**Work to be completed:** Return the records exactly as they are.

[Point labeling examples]
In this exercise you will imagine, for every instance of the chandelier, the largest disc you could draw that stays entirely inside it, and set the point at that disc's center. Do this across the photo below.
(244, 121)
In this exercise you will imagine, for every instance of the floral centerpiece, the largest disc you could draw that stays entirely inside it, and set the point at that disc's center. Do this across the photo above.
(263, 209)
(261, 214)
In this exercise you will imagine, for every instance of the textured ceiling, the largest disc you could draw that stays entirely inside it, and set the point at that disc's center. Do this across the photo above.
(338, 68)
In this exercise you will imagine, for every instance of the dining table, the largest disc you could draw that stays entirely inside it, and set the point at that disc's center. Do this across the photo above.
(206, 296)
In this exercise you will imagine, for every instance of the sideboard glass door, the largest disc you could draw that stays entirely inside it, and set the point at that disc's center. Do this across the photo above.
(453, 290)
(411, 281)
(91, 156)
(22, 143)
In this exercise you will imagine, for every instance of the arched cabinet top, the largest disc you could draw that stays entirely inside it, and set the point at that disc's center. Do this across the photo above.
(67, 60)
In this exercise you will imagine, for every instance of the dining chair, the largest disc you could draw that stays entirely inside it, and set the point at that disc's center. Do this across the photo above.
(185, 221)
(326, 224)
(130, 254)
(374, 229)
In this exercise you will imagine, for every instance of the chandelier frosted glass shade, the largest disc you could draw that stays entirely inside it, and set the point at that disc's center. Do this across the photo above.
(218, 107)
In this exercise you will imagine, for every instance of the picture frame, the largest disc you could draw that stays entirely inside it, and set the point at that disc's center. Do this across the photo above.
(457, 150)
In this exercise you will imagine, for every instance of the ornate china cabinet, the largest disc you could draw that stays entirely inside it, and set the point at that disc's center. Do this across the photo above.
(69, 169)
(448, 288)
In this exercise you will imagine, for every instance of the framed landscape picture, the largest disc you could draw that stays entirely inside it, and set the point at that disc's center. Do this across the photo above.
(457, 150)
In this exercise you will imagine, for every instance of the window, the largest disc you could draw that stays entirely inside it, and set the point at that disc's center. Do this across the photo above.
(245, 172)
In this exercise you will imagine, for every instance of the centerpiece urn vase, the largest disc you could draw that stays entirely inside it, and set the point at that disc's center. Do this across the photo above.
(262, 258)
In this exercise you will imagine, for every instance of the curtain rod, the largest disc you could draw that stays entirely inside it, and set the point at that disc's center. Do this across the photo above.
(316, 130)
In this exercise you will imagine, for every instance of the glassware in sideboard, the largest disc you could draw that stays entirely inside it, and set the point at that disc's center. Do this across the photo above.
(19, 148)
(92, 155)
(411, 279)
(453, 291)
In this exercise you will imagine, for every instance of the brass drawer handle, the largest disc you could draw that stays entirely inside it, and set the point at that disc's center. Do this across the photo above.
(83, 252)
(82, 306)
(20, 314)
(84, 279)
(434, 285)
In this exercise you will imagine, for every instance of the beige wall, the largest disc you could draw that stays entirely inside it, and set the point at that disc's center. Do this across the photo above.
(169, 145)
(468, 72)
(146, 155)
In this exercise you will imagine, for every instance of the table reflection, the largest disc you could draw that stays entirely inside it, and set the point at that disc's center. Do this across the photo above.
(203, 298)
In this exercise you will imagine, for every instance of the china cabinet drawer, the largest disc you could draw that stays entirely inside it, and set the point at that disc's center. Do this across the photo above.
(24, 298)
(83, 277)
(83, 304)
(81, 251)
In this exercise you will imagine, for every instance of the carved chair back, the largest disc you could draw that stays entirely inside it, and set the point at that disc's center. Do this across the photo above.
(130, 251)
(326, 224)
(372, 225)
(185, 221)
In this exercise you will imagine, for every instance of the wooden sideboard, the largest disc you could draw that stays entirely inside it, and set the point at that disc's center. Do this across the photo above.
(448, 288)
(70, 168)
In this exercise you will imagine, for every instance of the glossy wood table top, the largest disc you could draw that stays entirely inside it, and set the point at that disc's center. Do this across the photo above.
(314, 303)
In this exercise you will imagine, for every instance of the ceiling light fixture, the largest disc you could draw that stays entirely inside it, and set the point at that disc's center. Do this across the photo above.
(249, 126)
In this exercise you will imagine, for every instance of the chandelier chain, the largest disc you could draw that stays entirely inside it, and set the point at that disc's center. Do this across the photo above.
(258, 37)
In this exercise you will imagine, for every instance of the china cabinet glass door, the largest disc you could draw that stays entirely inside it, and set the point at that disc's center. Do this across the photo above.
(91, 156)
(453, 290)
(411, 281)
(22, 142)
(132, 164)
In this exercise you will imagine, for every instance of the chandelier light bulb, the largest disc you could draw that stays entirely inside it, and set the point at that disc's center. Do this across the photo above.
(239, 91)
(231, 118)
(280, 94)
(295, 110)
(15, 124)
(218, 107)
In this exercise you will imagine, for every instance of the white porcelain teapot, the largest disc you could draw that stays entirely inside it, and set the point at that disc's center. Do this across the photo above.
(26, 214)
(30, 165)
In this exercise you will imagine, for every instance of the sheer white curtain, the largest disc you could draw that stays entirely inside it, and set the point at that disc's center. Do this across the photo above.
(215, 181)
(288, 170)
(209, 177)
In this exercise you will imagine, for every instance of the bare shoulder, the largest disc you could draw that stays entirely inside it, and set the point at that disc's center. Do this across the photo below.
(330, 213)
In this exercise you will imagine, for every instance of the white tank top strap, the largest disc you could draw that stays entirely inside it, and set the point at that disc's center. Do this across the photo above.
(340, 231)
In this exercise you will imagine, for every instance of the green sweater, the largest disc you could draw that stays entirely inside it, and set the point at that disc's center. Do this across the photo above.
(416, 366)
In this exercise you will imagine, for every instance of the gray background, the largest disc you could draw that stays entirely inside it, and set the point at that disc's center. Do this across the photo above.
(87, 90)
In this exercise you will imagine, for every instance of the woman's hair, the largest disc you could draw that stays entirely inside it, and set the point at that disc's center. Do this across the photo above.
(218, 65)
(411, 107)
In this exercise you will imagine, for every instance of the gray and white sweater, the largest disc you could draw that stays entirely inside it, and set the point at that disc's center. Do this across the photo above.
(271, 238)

**Result for this exercise:**
In this exercise you will imagine, for every instance of the chandelier, the largest disc you could draw that stays entirely inside it, and set the point at that disc's center. Do this across the photo below.
(244, 121)
In this exercise you will imagine, for every instance of the floral centerpiece, the largest disc you could draw that stays entirely inside it, and set the point at that disc's center. Do this across the photo above.
(263, 209)
(261, 214)
In this exercise you will imagine, for every instance of the textured ceiling, the largest disc you could draw that stays entirely inside it, and set the point at that disc's center. Do this across the photo above.
(338, 68)
In this exercise you will imagine, for every instance of the dining table, the largest disc you could draw that stays entirely inside it, and set the point at that disc's center. Do this across the photo above.
(206, 296)
In this exercise you will imagine, for every instance of the sideboard glass door, the largest disc you could draw that stays entirely inside it, and set the point at that disc's center. Do this across the photo above.
(453, 290)
(411, 281)
(91, 156)
(22, 143)
In this exercise you will imagine, for every instance of the arched cabinet top, the largest disc you could draw that stays entirely inside it, and set the point at that disc's center. Do this across the photo above.
(67, 60)
In this exercise you will imagine, for every instance of the dining chair, the largest disc you could draw that stays entirely inside it, and set the point at that disc's center. Do this across the photo above.
(185, 221)
(326, 224)
(130, 254)
(374, 229)
In this exercise you will imagine, for every instance of the chandelier frosted glass shade, the largest disc you could draw that stays entirely inside it, and set the point at that disc's center. Do this across the photo above.
(218, 107)
In this exercise you will imagine, for every instance of the picture frame, the largest disc you could draw that stays entirely inside it, and set the point at that disc's center. Do this across the photo above.
(457, 150)
In this exercise you will imagine, for every instance of the ornate china cabinet, the largest disc you could draw that stays entirely inside it, and set the point at that disc's center. Do this across the photo above.
(69, 169)
(448, 288)
In this exercise you will imagine, for every instance of the framed landscape picture, the largest disc you could draw that stays entirely inside it, and set the point at that disc's center. Do this across the photo above.
(457, 150)
In this exercise you will imagine, for every instance of the window, the largest disc you could draw that stays entirely inside it, and set the point at that disc's center. Do this across the photo above.
(245, 172)
In this exercise you will imagine, for every instance of the centerpiece urn vase, the largest disc you could draw that stays entirely inside it, and set the point at that disc's center. Do this across the photo above.
(262, 258)
In this exercise you will imagine, for every instance of the curtain rod, the largest disc you could draw that stays entirely inside it, and set the point at that disc's center. Do this across the photo above.
(316, 130)
In this exercise you will imagine, for every instance of the glassware in sideboard, the largest disc you could draw that stays entirely inside it, and set the point at that disc's center. Do this across the photo above.
(19, 148)
(92, 155)
(411, 279)
(453, 291)
In this exercise you will imagine, for every instance of the brass drawer handle, the largest disc you could draw that stays entirely inside it, and set the point at that disc's center. Do this across the photo above.
(83, 252)
(82, 306)
(20, 314)
(84, 279)
(434, 285)
In this exercise you will imagine, for every instance of the beige wall, the largest disc you could draw that stays entirely inside it, and set the point at that disc's center. Do this across the photo above.
(169, 145)
(468, 72)
(146, 155)
In this exercise you will imagine, for every instance of the table reflection, the largest disc you could draw that stays entirely inside it, and set the point at that disc's center. Do this across the photo above.
(203, 298)
In this exercise you will imagine, for every instance of the china cabinet drawer, the largest disc you could draw that stays entirely inside it, and set the point at that disc's center. Do this across the photo above.
(24, 298)
(83, 277)
(83, 304)
(81, 251)
In this exercise you will imagine, for every instance of the carved chair back, the largest disc you could draw that stays entirely inside it, and set the point at that disc's center. Do this across the photo above.
(130, 251)
(326, 224)
(372, 225)
(185, 221)
In this exercise you will imagine, for every instance of the wooden sideboard, the largest disc you could draw that stays entirely inside it, and set the point at that disc's center. Do this across the photo above.
(448, 288)
(70, 168)
In this exercise you will imagine, for every instance of the glossy wood table top, the largest disc you could draw that stays entirely inside it, and set the point at that disc's center. Do this across the photo above.
(314, 303)
In this exercise you will imagine, for every instance of the ceiling light fixture, the largest disc you could draw that stays entirely inside it, and set the point at that disc's center. Do this across the photo above.
(249, 126)
In this exercise you will imagine, for every instance of the chandelier chain, the largest disc you could draw that stays entirely inside it, and set the point at that disc's center. Do this across the photo above.
(258, 37)
In this exercise you will imagine, for every instance of the china cabinet glass door, the largest disc you could draw that stays entirely inside it, and set the point at that disc's center. Do this across the photo above.
(91, 156)
(453, 290)
(411, 281)
(22, 142)
(132, 164)
In this exercise you will imagine, for every instance of the chandelier light bulb, the largest disc you could draw that stays entirely inside it, and set the point at that disc's center. Do this across the photo above.
(239, 91)
(231, 118)
(280, 94)
(295, 110)
(15, 124)
(218, 107)
In this exercise you will imagine, for every instance of the white porcelain teapot, the largest disc you could draw that stays entirely inside it, and set the point at that disc's center. Do this across the photo above.
(26, 214)
(30, 165)
In this exercise you will imagine, for every instance of the sheer white curtain, the largest disc you could draw that stays entirely inside it, and set the point at that disc's center. Do this across the photo above.
(215, 181)
(288, 170)
(209, 177)
In this exercise you will imagine, for every instance of the bare shoulder, the largest disc you could draw that stays entirely inside it, and set the point at that disc's center. Do this across the photo below.
(330, 213)
In this exercise you will imagine, for every instance of the white tank top strap, the largest disc you could draw that stays entirely inside it, and set the point at that disc's center. Do this across the photo above.
(340, 231)
In this exercise you will imagine, for every instance of the green sweater, the largest disc you could draw that stays entirely inside it, and set the point at that disc's center. Do this across the photo above.
(416, 366)
In this exercise you will imagine, for every instance of the gray background, the largest disc you could draw that stays entirely inside it, and set the point at that disc's center. Do this across the photo above.
(87, 90)
In this exercise you will imagine, for every instance of the woman's hair, the largest disc you could draw that stays entirely inside it, and set the point at that disc's center. Do this across the photo above.
(218, 65)
(411, 107)
In this exercise you will imagine, for every instance of the gray and white sweater, the largest disc you could draw that stays entirely inside it, and set the point at that disc's center. Do this across the photo above.
(271, 238)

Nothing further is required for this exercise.